EXERCISE TASK A:
From the NetBackup status 58 troubleshooting text, reproduce verbatim the part that opens with the words containing "The cause is" and closes with "as noted above.".

>> start TEXT EXTRACT

A status 58 error can occur during connections to legacy processes; bpcd, bprd, bpdbm, bpjobd, vmd, etc.
- typically from master or media server to client, but also
- from master server to media server, or
- from media servers to master, or
- from client to master servers, or
- in very rare cases from client to media server.
The cause is that either
- a TCP SYN request did not reach the destination host, or
- the expected processes were not listening on the destination host, or
- the TCP SYN+ACK returned by the destination host did not reach the source host, or
- the destination host could not validate that the inbound connection was from a valid NetBackup (NB) host, or
- that PBX or vnetd on the destination host could not transfer the connection the desired daemon, or
- in rare instances that the destination host could not create a connection to the source host - for the same reasons as noted above.
The majority of these situations are due to the TCP port(s) not being open through the firewall, daemon processes not running and listening on the destination host, the destination host being unable to resolve the IP address of the source host to a hostname, or the destination host not being configured to recognize the resolved hostname as a valid NB host.
Checking Connectivity from the Master Server to the Client
When troubleshooting status 58 errors to a NetBackup host, the first thing to test is to whether or not you can access the client Host Properties for that host from the master server. Connecting to get the host properties uses the same ports and daemon processes as a backup or restore. If it works the client daemon processes are running and listening on the destination host, the TCP ports are open between these two hosts, and the destination host can resolve the IP of the master and recognizes it as a valid server.
If Host Properties works and a client backup is using a storage unit on the master server, it should work without getting the status 58 error.
Checking Connectivity to the Client Daemons on the Destination Host
NB 6.x and newer servers can use the bptestbpcd command to verify connectivity to the destination host, e.g.
bptestbpcd -verbose -debug -client <policy_client_or_stu_residence>
See related articles for additional details about bptestbpcd.
Checking Name Resolution
If still getting status 58 errors, the problem may be with the hostname <--> IP name resolution using either DNS or the host files.
To test name resolution, run the following command on the NB host that is initiating the connection. Be sure to check all media servers that can contact a client:
<install path>/netbackup/bin/bpclntcmd -hn <policy_client_or_stu_residence>
Since reverse lookups is part of the NB connections make sure the reverse resolution also works and returns the same hostname:
<install path>/netbackup/bin/bpclntcmd -ip <IP_address_returned_above>
On the destination host, perform the same tests, but in the reverse order after first determining the IP addresses assigned to the source host. On clients, these commands should be run for all master and media server network interfaces that should be used to connect to the client.

>> end TEXT EXTRACT

EXERCISE TASK B:
Pull out every line of the listing that contains the string "outlines", matching case exactly.

>> start MATERIAL TO PROCESS

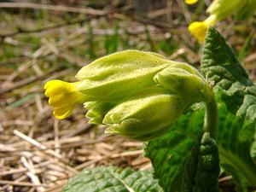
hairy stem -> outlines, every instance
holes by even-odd
[[[212,138],[215,137],[218,122],[218,108],[214,96],[212,101],[206,103],[206,114],[204,131],[211,134]]]

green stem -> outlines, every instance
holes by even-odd
[[[212,138],[215,137],[218,122],[218,109],[214,96],[211,102],[206,103],[206,114],[204,131],[211,134]]]

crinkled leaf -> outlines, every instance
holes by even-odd
[[[68,180],[62,192],[162,192],[148,171],[95,167]]]
[[[256,166],[250,157],[256,128],[256,86],[224,38],[210,27],[203,48],[201,71],[214,83],[228,109],[218,131],[222,166],[234,177],[239,191],[256,187]],[[255,157],[253,148],[251,154]]]
[[[212,27],[206,38],[201,71],[215,84],[221,165],[232,175],[237,191],[249,191],[256,188],[256,166],[252,160],[256,154],[255,147],[252,147],[255,146],[256,87],[232,49]],[[191,191],[195,185],[196,169],[192,164],[196,161],[191,163],[191,149],[202,128],[204,116],[203,107],[198,106],[183,115],[168,133],[150,141],[145,148],[154,167],[154,177],[160,179],[165,191]],[[184,169],[189,163],[190,171]],[[184,185],[189,189],[182,190]]]
[[[167,133],[150,141],[145,148],[146,156],[154,168],[154,177],[165,192],[186,192],[192,189],[197,160],[191,157],[191,151],[202,127],[203,116],[203,110],[191,110],[181,116]],[[186,166],[189,160],[191,166]]]

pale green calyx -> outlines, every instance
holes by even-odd
[[[194,102],[214,98],[195,68],[151,52],[112,54],[84,67],[76,78],[90,123],[141,141],[163,134]]]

>> end MATERIAL TO PROCESS

FINISHED ANSWER A:
The cause is that either
- a TCP SYN request did not reach the destination host, or
- the expected processes were not listening on the destination host, or
- the TCP SYN+ACK returned by the destination host did not reach the source host, or
- the destination host could not validate that the inbound connection was from a valid NetBackup (NB) host, or
- that PBX or vnetd on the destination host could not transfer the connection the desired daemon, or
- in rare instances that the destination host could not create a connection to the source host - for the same reasons as noted above.

FINISHED ANSWER B:
hairy stem -> outlines, every instance
green stem -> outlines, every instance
crinkled leaf -> outlines, every instance
pale green calyx -> outlines, every instance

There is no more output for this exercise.